Would you restate all the data that follows, word for word?

--- RECORDS FOR THIS EXERCISE ---

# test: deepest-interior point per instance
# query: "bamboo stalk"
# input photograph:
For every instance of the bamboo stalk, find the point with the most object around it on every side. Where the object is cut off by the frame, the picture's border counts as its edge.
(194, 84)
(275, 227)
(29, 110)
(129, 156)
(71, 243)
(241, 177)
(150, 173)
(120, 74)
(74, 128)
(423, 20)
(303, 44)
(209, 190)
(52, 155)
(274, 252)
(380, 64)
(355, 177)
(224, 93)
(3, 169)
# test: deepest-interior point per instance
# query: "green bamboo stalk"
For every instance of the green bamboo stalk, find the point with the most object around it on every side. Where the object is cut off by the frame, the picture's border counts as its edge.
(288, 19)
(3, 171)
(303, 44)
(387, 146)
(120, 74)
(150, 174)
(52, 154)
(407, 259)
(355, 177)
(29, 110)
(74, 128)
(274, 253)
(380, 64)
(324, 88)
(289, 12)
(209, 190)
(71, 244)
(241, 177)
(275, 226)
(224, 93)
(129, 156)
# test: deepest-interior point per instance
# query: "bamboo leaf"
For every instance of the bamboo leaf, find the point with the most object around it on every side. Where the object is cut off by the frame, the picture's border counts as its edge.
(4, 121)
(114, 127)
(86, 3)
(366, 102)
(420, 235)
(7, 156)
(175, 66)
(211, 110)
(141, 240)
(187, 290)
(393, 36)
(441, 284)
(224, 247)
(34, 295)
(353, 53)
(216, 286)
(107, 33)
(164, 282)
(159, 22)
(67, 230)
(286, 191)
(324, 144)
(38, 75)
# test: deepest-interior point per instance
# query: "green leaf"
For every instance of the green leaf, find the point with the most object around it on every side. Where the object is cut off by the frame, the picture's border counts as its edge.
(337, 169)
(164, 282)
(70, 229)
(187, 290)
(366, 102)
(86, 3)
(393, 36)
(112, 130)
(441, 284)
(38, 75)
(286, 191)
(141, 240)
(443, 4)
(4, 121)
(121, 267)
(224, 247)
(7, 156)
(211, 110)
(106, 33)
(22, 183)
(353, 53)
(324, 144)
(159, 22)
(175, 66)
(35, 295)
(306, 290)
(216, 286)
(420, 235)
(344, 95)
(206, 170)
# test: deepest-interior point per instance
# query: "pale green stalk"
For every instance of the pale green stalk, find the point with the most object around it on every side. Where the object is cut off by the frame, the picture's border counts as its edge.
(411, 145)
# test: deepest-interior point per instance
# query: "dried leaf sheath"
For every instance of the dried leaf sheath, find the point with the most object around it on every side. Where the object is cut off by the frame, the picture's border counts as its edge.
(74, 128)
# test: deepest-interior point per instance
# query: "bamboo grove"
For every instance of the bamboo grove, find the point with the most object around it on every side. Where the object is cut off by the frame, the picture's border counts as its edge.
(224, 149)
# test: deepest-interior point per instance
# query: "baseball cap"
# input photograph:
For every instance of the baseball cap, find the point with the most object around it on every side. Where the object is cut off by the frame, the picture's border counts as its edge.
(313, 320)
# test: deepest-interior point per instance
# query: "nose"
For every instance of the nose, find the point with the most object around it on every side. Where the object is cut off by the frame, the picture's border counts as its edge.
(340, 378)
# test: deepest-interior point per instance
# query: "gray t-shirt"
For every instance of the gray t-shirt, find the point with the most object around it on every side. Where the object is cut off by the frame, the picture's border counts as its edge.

---

### ANSWER IN FULL
# test: deepest-interior point per instance
# query: "bamboo stalk"
# input photograph:
For every instance of the bamboo stalk, find the point with the most object around it on every side. Where the object is cut off by the frame, the picture's border counts as its edge.
(194, 84)
(275, 227)
(29, 110)
(129, 156)
(71, 243)
(241, 177)
(150, 173)
(120, 74)
(74, 128)
(423, 20)
(303, 44)
(209, 190)
(52, 155)
(274, 252)
(380, 64)
(355, 177)
(224, 93)
(3, 169)
# test: deepest-interior point per instance
# query: "green bamboo stalk"
For every instance of the green bamboo stalk, find the point with the most object around it on every side. Where the object is cut off by the frame, the picture's border counts as its edge.
(288, 19)
(3, 171)
(303, 44)
(387, 146)
(120, 74)
(150, 174)
(52, 154)
(407, 259)
(355, 177)
(29, 110)
(74, 128)
(274, 253)
(380, 64)
(324, 88)
(289, 12)
(209, 190)
(71, 244)
(241, 177)
(275, 226)
(224, 93)
(129, 156)
# test: deepest-interior point per instance
# query: "bamboo leaf"
For every instance of the bamboo leaf, find the point with the most object around it on every side. Where the object is cut off by the frame, the picture's border counts as its edge.
(4, 121)
(114, 127)
(86, 3)
(366, 102)
(420, 235)
(7, 156)
(175, 66)
(211, 110)
(141, 240)
(187, 290)
(393, 36)
(441, 284)
(224, 247)
(34, 295)
(353, 53)
(216, 286)
(107, 33)
(164, 282)
(159, 22)
(67, 230)
(286, 191)
(324, 144)
(38, 75)
# test: deepest-interior point per instance
# query: "green leaf"
For every instance of the green leaf, find the point with the most object around it on every side. Where the object is cut off by the frame, the picture's border counts as its edge.
(337, 169)
(164, 282)
(70, 229)
(187, 290)
(366, 102)
(86, 3)
(393, 36)
(112, 130)
(441, 284)
(38, 75)
(286, 191)
(141, 240)
(443, 4)
(4, 121)
(121, 267)
(224, 247)
(7, 156)
(211, 110)
(106, 33)
(22, 183)
(353, 53)
(324, 144)
(159, 22)
(175, 66)
(35, 295)
(306, 290)
(216, 286)
(420, 235)
(344, 95)
(206, 170)
# test: deepest-interior point per instance
# query: "pale green stalk"
For every instance of the pale green stalk, find the point with the most object around it on every side. Where the object is cut off by the frame, the picture's border counts as its edge.
(411, 145)
# test: deepest-interior point per instance
# query: "dried leaf sheath"
For every instance of the dried leaf sheath, find the point with the most object around it on every side. Where the object is cut off by the frame, the picture's border counts as its edge.
(74, 128)
# test: deepest-interior point per instance
# query: "bamboo grove"
For every instance of the bamboo grove, find the point with the most object around it on every side. Where the object is cut off by the frame, the picture's border counts as its edge.
(224, 149)
# test: deepest-interior point per instance
# query: "baseball cap"
# input photograph:
For every instance of the baseball cap, find the point with the most object around it on every side. Where the object is cut off by the frame, the picture's border counts as its edge.
(313, 320)
# test: deepest-interior point per instance
# query: "nose"
For every instance of the nose, find the point with the most object around it on every side. Where the object is cut off by the frame, the picture's border counts as its edge.
(340, 378)
# test: deepest-interior point per instance
# query: "gray t-shirt"
For every instance of the gray t-shirt, find the point with the most object around it on every side. Where the object is cut off by the frame, the picture's border counts as its edge.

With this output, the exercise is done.